## Dataset
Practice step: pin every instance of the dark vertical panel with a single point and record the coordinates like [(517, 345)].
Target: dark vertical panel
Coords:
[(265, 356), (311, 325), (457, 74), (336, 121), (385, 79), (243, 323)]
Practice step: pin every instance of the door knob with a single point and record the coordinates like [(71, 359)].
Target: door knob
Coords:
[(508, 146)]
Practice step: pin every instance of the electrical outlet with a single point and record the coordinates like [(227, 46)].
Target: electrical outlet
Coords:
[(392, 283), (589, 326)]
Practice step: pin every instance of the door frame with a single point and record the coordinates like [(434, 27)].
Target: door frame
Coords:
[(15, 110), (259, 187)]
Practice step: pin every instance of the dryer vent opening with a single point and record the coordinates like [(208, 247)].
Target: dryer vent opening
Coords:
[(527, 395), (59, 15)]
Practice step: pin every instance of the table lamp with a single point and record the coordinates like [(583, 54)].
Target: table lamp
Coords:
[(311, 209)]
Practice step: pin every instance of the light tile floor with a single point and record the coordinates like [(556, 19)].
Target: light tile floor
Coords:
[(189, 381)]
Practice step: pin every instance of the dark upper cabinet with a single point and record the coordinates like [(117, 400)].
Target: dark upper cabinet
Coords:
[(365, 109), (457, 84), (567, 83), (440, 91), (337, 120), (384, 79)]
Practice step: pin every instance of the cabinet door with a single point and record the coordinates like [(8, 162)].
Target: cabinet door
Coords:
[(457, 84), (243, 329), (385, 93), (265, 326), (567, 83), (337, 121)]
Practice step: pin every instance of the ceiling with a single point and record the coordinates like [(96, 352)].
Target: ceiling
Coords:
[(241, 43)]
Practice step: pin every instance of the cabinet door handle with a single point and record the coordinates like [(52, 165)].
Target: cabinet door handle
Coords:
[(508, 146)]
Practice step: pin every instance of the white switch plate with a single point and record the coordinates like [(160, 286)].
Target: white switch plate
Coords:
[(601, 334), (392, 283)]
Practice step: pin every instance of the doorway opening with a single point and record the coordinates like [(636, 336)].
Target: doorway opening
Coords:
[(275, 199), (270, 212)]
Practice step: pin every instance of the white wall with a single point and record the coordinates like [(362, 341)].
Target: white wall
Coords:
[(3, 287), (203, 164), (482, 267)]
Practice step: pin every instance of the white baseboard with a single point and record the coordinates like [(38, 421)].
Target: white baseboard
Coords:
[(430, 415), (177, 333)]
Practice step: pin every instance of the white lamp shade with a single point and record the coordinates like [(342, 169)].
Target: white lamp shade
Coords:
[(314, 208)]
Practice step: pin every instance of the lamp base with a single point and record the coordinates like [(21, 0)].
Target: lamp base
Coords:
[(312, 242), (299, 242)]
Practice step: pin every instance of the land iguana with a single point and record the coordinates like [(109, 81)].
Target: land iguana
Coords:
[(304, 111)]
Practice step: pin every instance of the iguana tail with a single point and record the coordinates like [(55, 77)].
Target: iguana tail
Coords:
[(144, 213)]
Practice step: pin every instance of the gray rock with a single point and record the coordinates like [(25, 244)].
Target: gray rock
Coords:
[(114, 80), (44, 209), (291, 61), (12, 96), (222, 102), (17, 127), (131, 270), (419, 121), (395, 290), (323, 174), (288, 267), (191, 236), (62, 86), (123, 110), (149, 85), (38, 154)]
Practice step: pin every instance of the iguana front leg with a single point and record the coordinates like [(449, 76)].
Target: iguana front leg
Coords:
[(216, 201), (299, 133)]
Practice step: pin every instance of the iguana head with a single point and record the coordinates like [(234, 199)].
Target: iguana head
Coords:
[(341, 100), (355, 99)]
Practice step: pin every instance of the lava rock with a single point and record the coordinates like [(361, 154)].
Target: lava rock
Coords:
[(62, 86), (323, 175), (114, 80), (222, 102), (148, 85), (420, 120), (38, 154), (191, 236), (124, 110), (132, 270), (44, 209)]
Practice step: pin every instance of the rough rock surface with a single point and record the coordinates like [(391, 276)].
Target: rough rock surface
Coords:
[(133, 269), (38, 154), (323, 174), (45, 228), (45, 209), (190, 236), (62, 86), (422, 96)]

## What to do
Rewrite all of the lines above as a JSON list of strings, with one string per line and any blank lines left out.

## Answer in full
[
  "Practice step: pin every instance of the dark vertical panel with a single point and record the coordinates like [(517, 345)].",
  "Target: dark vertical panel",
  "Coords:",
  "[(265, 356), (311, 325), (457, 74), (336, 121), (385, 79), (243, 323)]",
  "Practice step: pin every instance of the door knob with a single point and record the coordinates like [(71, 359)].",
  "Target: door knob",
  "Coords:",
  "[(508, 146)]",
  "Practice step: pin every instance of the electrical outlet with a single point and record the coordinates like [(227, 46)].",
  "Target: electrical outlet",
  "Coords:",
  "[(392, 283), (589, 326)]",
  "Practice step: pin every instance of the door frame with a single point and record the coordinates like [(434, 27)].",
  "Target: door frame",
  "Coords:",
  "[(15, 110), (259, 187)]",
  "Practice step: pin every instance of the dryer vent opening with a single point and record the coordinates like [(208, 247)].",
  "Target: dryer vent opening",
  "Coords:",
  "[(527, 395), (59, 15)]",
  "Practice step: pin every instance of the table lamp with a single point and record the coordinates like [(583, 54)].",
  "Target: table lamp",
  "Coords:",
  "[(311, 209)]",
  "Practice step: pin every instance of the light tile floor with a single point and record the coordinates like [(556, 19)].",
  "Target: light tile floor",
  "Coords:",
  "[(189, 381)]",
  "Practice step: pin every instance of the dark upper cabinet with a single point and record the coordinates like [(117, 400)].",
  "Target: dark upper cabinet",
  "Coords:",
  "[(365, 109), (457, 84), (567, 83), (440, 91), (337, 120), (384, 79)]",
  "Practice step: pin every instance of the cabinet door with a single point and record the coordinates like [(8, 162)].",
  "Target: cabinet door",
  "Coords:",
  "[(457, 84), (243, 329), (385, 93), (265, 326), (567, 83), (337, 121)]",
  "Practice step: pin every instance of the ceiling with a single point and record the coordinates like [(96, 352)].",
  "Target: ceiling",
  "Coords:",
  "[(241, 43)]",
  "Practice step: pin every instance of the cabinet door handle with a single point and record the coordinates like [(52, 165)].",
  "Target: cabinet door handle",
  "Coords:",
  "[(508, 146)]",
  "Practice step: pin every instance of the white switch plate with a single point and record the coordinates like [(160, 286)].",
  "Target: white switch plate",
  "Coords:",
  "[(601, 334), (392, 283)]",
  "Practice step: pin every instance of the doorway opening with a single point and record the coordinates like [(636, 336)].",
  "Target: doorway opening",
  "Coords:",
  "[(275, 199), (270, 212)]",
  "Practice step: pin every instance of the white wall with a single point and record the coordinates like [(362, 341)].",
  "Target: white wall",
  "Coords:",
  "[(3, 287), (203, 164), (482, 267)]",
  "Practice step: pin every instance of the white baseboard with a single point and record the coordinates like [(38, 421)].",
  "Target: white baseboard",
  "Coords:",
  "[(430, 415), (177, 333)]",
  "Practice step: pin every instance of the white lamp shade with a single point and record the coordinates like [(342, 169)].",
  "Target: white lamp shade",
  "Coords:",
  "[(314, 208)]",
  "Practice step: pin every instance of the lamp base with a single point and record the coordinates like [(21, 0)].",
  "Target: lamp base",
  "Coords:",
  "[(312, 242), (299, 242)]",
  "Practice step: pin every instance of the land iguana with a single point and record the coordinates like [(109, 81)].",
  "Target: land iguana",
  "Coords:",
  "[(304, 111)]",
  "Practice step: pin every instance of the iguana tail with a single point and record the coordinates like [(55, 77)].",
  "Target: iguana tail",
  "Coords:",
  "[(144, 213)]",
  "Practice step: pin every instance of the gray rock with a single point and record the coordinates like [(25, 244)].",
  "Target: gray rock",
  "Coords:",
  "[(114, 80), (44, 209), (291, 61), (12, 96), (222, 102), (17, 127), (131, 270), (419, 121), (395, 290), (323, 174), (288, 267), (191, 236), (62, 86), (123, 110), (149, 85), (38, 154)]",
  "Practice step: pin every instance of the iguana front leg with a single point and record the coordinates like [(449, 76)].",
  "Target: iguana front leg",
  "Coords:",
  "[(216, 201), (299, 133)]",
  "Practice step: pin every instance of the iguana head with a single point and record the coordinates like [(234, 199)].",
  "Target: iguana head",
  "Coords:",
  "[(341, 100), (355, 99)]",
  "Practice step: pin every instance of the lava rock with a single point and record the coordinates like [(361, 154)].",
  "Target: lava rock",
  "Coords:",
  "[(62, 86), (323, 175), (114, 80), (222, 102), (148, 85), (420, 120), (38, 154), (191, 236), (124, 110), (132, 270), (44, 209)]",
  "Practice step: pin every instance of the rough rock surface with a single point and record the coordinates like [(391, 276)].",
  "Target: rough rock surface",
  "Coords:",
  "[(133, 269), (38, 154), (323, 174), (45, 228), (45, 209), (190, 236), (62, 86), (422, 96)]"
]